━━ Materials provided ━━

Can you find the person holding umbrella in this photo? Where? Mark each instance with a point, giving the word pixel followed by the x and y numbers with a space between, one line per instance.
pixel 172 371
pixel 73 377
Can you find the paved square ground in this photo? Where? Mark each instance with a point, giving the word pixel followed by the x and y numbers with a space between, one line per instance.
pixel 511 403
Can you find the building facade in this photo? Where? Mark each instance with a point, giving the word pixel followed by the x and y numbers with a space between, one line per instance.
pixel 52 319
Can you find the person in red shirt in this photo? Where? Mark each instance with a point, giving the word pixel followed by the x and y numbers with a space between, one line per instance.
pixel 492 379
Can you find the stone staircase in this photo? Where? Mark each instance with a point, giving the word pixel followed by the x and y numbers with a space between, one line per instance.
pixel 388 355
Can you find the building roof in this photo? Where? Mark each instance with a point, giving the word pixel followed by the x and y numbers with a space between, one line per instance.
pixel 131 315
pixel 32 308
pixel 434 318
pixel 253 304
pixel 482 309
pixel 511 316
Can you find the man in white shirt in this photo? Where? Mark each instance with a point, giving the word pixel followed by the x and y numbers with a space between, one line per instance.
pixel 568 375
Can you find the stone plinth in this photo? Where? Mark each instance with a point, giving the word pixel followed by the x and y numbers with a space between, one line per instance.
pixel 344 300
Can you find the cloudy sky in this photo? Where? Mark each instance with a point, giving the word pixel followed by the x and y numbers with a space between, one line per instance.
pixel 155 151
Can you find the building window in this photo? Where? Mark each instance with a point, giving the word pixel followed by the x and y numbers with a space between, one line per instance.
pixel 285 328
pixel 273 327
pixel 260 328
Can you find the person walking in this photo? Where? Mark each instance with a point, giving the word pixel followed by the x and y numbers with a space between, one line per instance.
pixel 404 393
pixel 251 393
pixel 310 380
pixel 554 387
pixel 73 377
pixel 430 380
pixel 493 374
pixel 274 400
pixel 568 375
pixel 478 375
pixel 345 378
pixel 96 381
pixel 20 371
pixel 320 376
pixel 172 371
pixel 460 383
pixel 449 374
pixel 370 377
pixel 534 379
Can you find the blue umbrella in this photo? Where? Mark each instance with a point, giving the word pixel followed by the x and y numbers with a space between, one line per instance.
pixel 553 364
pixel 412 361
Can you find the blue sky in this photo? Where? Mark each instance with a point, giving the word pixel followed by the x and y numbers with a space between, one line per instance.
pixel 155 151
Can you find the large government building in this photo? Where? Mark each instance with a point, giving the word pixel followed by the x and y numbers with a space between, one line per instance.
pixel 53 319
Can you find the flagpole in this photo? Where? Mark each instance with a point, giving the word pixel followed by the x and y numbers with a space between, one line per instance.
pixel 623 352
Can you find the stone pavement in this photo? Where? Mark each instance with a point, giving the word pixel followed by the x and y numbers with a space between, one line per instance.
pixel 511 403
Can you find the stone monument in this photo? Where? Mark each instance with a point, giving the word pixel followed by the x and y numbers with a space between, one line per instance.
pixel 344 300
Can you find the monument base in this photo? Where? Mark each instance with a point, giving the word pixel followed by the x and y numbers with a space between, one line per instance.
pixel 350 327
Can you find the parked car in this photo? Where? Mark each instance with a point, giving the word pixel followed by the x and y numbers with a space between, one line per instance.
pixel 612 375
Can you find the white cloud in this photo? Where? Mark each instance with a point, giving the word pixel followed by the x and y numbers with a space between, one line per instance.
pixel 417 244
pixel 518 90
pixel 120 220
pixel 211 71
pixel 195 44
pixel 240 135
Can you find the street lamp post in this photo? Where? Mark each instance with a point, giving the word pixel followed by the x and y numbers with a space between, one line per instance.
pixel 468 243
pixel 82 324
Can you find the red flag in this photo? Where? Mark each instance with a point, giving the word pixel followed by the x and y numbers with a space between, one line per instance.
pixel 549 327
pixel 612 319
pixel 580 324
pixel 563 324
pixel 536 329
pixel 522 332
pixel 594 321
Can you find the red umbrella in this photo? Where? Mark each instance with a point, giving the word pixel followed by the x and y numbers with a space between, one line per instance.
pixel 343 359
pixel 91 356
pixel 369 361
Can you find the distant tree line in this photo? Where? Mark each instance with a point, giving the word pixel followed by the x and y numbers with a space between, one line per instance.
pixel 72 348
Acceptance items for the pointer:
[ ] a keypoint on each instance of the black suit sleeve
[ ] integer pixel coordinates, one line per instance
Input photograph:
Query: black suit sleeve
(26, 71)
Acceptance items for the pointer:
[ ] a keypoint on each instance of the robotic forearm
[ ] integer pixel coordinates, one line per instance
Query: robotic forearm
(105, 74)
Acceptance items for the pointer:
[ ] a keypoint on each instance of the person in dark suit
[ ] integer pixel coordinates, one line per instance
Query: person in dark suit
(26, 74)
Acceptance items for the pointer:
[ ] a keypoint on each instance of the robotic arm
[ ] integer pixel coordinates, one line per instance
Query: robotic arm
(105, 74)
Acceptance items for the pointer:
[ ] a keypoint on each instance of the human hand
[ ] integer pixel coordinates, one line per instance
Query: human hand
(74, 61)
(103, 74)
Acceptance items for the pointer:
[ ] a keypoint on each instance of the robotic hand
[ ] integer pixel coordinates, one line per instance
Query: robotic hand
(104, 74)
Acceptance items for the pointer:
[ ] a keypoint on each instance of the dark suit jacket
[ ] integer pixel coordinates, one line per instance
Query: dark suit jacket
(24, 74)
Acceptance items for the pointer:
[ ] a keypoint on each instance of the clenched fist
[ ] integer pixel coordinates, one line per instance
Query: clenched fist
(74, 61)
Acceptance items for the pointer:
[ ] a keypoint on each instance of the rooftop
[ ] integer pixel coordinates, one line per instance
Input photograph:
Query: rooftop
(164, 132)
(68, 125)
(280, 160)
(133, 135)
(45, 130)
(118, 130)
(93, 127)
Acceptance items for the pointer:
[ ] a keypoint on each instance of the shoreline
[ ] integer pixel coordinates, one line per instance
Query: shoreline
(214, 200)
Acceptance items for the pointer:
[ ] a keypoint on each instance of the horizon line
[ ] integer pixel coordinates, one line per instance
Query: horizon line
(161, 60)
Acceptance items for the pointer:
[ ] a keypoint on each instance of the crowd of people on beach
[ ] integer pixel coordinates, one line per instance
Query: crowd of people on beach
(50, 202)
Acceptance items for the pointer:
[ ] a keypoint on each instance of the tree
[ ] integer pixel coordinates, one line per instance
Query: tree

━━━

▸ Task instructions
In the listing above, locate the line containing "Can you find the distant" and the line containing "[ ] a keypoint on each instance of the human". Extract those two lines and every line between them, exactly as written, and only those.

▸ Solution for this exercise
Can you find the distant tree line in this photo? Where? Mark each instance with a point, giving the word pixel followed by the x and y numbers with a space between, one line per instance.
pixel 72 348
Acceptance items for the pointer:
[ ] a keypoint on each instance of the black suit sleeve
[ ] integer pixel coordinates, one line per instance
Input photograph:
Query: black suit sleeve
(26, 71)
Acceptance items for the pointer:
[ ] a keypoint on each instance of the robotic forearm
[ ] integer pixel coordinates, one line per instance
Query: robotic forearm
(105, 74)
Acceptance items for the pointer:
[ ] a keypoint on each instance of the person in dark suit
[ ] integer pixel coordinates, one line per instance
Query: person in dark suit
(26, 74)
Acceptance items for the pointer:
[ ] a keypoint on each instance of the robotic arm
[ ] integer pixel coordinates, one line per instance
Query: robotic arm
(105, 74)
Acceptance items for the pointer:
[ ] a keypoint on each instance of the human hand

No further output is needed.